Natural-language object grounding data
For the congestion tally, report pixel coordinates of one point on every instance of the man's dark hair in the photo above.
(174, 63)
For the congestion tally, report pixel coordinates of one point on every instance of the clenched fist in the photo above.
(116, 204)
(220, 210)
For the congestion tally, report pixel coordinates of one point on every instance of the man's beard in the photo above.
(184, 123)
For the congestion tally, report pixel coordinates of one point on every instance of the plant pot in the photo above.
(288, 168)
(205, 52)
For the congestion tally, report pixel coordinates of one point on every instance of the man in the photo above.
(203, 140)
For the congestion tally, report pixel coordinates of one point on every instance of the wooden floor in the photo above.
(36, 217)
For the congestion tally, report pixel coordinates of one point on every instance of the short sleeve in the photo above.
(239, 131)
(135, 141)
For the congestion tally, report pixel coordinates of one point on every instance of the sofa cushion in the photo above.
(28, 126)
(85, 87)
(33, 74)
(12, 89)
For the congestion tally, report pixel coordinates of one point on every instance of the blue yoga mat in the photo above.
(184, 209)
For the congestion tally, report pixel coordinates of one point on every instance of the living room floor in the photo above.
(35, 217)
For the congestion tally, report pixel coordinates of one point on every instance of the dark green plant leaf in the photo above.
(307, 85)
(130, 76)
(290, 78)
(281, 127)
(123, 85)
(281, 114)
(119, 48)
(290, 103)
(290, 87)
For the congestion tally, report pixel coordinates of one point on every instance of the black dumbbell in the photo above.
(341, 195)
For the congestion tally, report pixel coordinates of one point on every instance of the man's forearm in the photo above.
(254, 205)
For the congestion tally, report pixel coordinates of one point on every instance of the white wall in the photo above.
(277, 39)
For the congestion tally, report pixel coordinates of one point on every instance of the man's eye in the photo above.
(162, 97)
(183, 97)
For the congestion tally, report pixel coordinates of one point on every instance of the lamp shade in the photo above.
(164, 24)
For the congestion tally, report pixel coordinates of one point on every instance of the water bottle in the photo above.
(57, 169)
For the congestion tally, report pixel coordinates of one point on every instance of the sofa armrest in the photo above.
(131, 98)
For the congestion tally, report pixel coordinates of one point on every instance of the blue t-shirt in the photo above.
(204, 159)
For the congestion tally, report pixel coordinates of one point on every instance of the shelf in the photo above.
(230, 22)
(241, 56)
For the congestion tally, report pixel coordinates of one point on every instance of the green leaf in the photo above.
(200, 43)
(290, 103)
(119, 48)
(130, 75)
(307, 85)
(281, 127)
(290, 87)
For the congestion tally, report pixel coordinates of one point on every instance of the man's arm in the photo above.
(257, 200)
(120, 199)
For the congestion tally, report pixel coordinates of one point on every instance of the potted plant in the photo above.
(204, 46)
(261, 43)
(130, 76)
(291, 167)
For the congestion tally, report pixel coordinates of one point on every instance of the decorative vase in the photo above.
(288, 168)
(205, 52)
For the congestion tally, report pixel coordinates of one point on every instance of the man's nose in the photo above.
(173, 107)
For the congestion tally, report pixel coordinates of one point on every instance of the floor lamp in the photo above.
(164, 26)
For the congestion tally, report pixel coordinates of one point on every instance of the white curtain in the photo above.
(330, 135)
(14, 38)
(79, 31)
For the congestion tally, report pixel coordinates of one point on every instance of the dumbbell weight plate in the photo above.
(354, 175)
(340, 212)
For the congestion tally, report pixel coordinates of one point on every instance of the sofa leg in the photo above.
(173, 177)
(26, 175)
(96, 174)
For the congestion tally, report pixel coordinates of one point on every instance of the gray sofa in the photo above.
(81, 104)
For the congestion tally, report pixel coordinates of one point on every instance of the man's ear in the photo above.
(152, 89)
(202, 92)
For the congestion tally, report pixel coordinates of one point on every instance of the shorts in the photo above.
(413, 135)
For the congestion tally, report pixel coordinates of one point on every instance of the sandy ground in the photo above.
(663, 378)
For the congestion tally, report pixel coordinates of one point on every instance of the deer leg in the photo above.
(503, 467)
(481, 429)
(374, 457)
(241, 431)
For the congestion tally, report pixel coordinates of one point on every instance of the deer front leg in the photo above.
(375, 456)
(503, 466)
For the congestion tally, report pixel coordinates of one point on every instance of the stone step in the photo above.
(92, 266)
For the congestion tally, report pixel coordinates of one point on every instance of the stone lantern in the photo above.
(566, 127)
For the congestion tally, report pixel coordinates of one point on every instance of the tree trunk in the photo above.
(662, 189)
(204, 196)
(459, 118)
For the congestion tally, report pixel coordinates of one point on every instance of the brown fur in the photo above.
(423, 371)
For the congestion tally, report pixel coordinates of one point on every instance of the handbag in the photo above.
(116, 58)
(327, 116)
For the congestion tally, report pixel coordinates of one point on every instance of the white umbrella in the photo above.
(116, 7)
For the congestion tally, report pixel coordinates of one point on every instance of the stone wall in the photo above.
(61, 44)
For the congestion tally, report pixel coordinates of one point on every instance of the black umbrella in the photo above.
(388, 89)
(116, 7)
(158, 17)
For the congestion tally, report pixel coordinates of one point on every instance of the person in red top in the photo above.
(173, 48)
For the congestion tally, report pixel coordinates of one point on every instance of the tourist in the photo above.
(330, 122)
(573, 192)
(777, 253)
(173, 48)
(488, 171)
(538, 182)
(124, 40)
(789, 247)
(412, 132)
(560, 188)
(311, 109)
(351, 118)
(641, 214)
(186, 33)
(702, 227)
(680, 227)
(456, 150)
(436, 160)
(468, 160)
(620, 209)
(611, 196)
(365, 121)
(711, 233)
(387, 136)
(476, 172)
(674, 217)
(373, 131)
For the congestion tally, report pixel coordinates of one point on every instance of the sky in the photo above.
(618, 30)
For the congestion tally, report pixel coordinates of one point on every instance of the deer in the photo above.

[WHAT YOU HAVE TO DO]:
All of the records above are to be set down again exactly.

[WRITTEN ANSWER]:
For the congestion tally, report pixel coordinates of one point on every instance of the man's dark hair in the photo above.
(174, 63)
For the congestion tally, report pixel coordinates of one point on every instance of the clenched fist in the photo above.
(116, 204)
(220, 210)
For the congestion tally, report pixel coordinates of one point on every instance of the man's beard in the photo above.
(184, 123)
For the congestion tally, report pixel coordinates of one point on every instance of the plant pot in the photo above.
(288, 168)
(205, 52)
For the congestion tally, report pixel coordinates of one point on every instance of the man in the photo above.
(203, 140)
For the congestion tally, report pixel coordinates of one point on every instance of the wooden floor in the photo above.
(36, 217)
For the congestion tally, report pixel coordinates of one point on every instance of the short sleeve in the photo above.
(239, 131)
(135, 141)
For the congestion tally, report pixel coordinates of one point on every instance of the sofa cushion in the photo above.
(28, 126)
(85, 87)
(33, 74)
(12, 89)
For the congestion tally, report pixel coordinates of one point on every instance of the blue yoga mat in the photo above.
(184, 209)
For the congestion tally, report pixel coordinates of one point on every instance of the living room floor in the photo above.
(35, 217)
For the congestion tally, report pixel coordinates of one point on every instance of the dark green plant leaf in the photo above.
(307, 85)
(130, 76)
(290, 78)
(281, 127)
(123, 85)
(281, 114)
(119, 48)
(290, 103)
(290, 87)
For the congestion tally, report pixel coordinates of one point on every instance of the black dumbbell in the photo above.
(341, 195)
For the congestion tally, report pixel coordinates of one point on every instance of the man's forearm in the photo above.
(254, 205)
For the congestion tally, report pixel coordinates of one point on every instance of the white wall in the photo above.
(277, 39)
For the congestion tally, report pixel coordinates of one point on every instance of the man's eye in the photo above.
(162, 97)
(183, 97)
For the congestion tally, report pixel coordinates of one point on every instance of the lamp shade in the photo above.
(164, 24)
For the congestion tally, report pixel coordinates of one point on every instance of the water bottle in the photo above.
(57, 169)
For the congestion tally, report pixel coordinates of one point on every instance of the sofa armrest in the photo above.
(131, 98)
For the congestion tally, report pixel coordinates of one point on every instance of the blue t-shirt in the photo above.
(204, 159)
For the congestion tally, report pixel coordinates of one point on every instance of the shelf in the photo above.
(230, 22)
(241, 56)
For the congestion tally, report pixel coordinates of one point on every instance of the green leaf in the photo above.
(200, 43)
(290, 103)
(119, 48)
(130, 75)
(307, 85)
(281, 127)
(290, 87)
For the congestion tally, report pixel coordinates of one point on every instance of the man's arm in the photo above.
(257, 200)
(120, 199)
For the congestion tally, report pixel coordinates of one point on every instance of the potted plant in the photo above.
(204, 46)
(261, 43)
(130, 76)
(291, 167)
For the congestion tally, report pixel coordinates of one point on every instance of the decorative vase in the photo above.
(288, 168)
(205, 52)
For the congestion tally, report pixel coordinates of one point on every instance of the man's nose in the photo above.
(173, 107)
For the congestion tally, report pixel coordinates of one point on every instance of the floor lamp in the photo above.
(164, 26)
For the congestion tally, report pixel coordinates of one point on every instance of the white curtain in the photo above.
(330, 135)
(14, 38)
(79, 31)
For the congestion tally, report pixel coordinates of one point on every instance of the dumbbell weight plate in the photo above.
(354, 175)
(340, 212)
For the congestion tally, report pixel coordinates of one point on every instance of the sofa leg in the photo above.
(173, 177)
(26, 175)
(96, 174)
For the congestion tally, report pixel coordinates of one point on every instance of the gray sofa in the photo above.
(81, 104)
For the congestion tally, report pixel coordinates of one point on every instance of the man's ear in the photo above.
(152, 89)
(202, 92)
For the congestion tally, report pixel coordinates of one point on every instance of the shorts in the photo above.
(413, 135)
For the congestion tally, report pixel coordinates of one point on every instance of the sandy ground in the photo above.
(663, 378)
For the congestion tally, report pixel coordinates of one point on every instance of the deer leg in the photo above.
(503, 467)
(481, 429)
(374, 457)
(241, 431)
For the congestion tally, report pixel coordinates of one point on every instance of the deer front leg in the photo above.
(375, 456)
(503, 466)
For the congestion tally, report pixel coordinates of one point on every instance of the stone step in the photo above.
(92, 266)
For the congestion tally, report pixel coordinates of one point on every instance of the stone lantern in the photo above.
(566, 127)
For the congestion tally, report pixel coordinates of one point on every instance of the tree trunk in the photo above.
(662, 189)
(204, 196)
(459, 118)
For the congestion tally, report pixel coordinates of one point on every instance of the brown fur in the photo above.
(423, 371)
For the congestion tally, report pixel coordinates of one point on every instance of the handbag in the photo above.
(116, 58)
(327, 116)
For the congestion tally, report pixel coordinates of one point on every instance of the white umbrella in the photo above.
(116, 7)
For the congestion tally, report pixel coordinates of one point on every instance of the stone wall in the photo above.
(61, 44)
For the congestion tally, report pixel coordinates of one point on every instance of the black umbrella in the photo above.
(388, 89)
(116, 7)
(158, 17)
For the congestion tally, report pixel coordinates of one point on every instance of the person in red top in the photo above.
(173, 48)
For the congestion tally, report pixel coordinates of one point on every instance of the tourist in the photo above.
(330, 122)
(573, 192)
(777, 253)
(173, 48)
(488, 171)
(538, 182)
(124, 40)
(789, 247)
(412, 132)
(560, 188)
(311, 109)
(351, 118)
(641, 214)
(186, 33)
(702, 227)
(680, 227)
(456, 150)
(436, 160)
(468, 160)
(620, 209)
(611, 196)
(365, 121)
(711, 233)
(387, 136)
(476, 172)
(674, 217)
(373, 131)
For the congestion tally, report pixel coordinates of one point on every instance of the sky in the photo above.
(618, 30)
For the congestion tally, report pixel coordinates of one point on every instance of the deer in the photo above.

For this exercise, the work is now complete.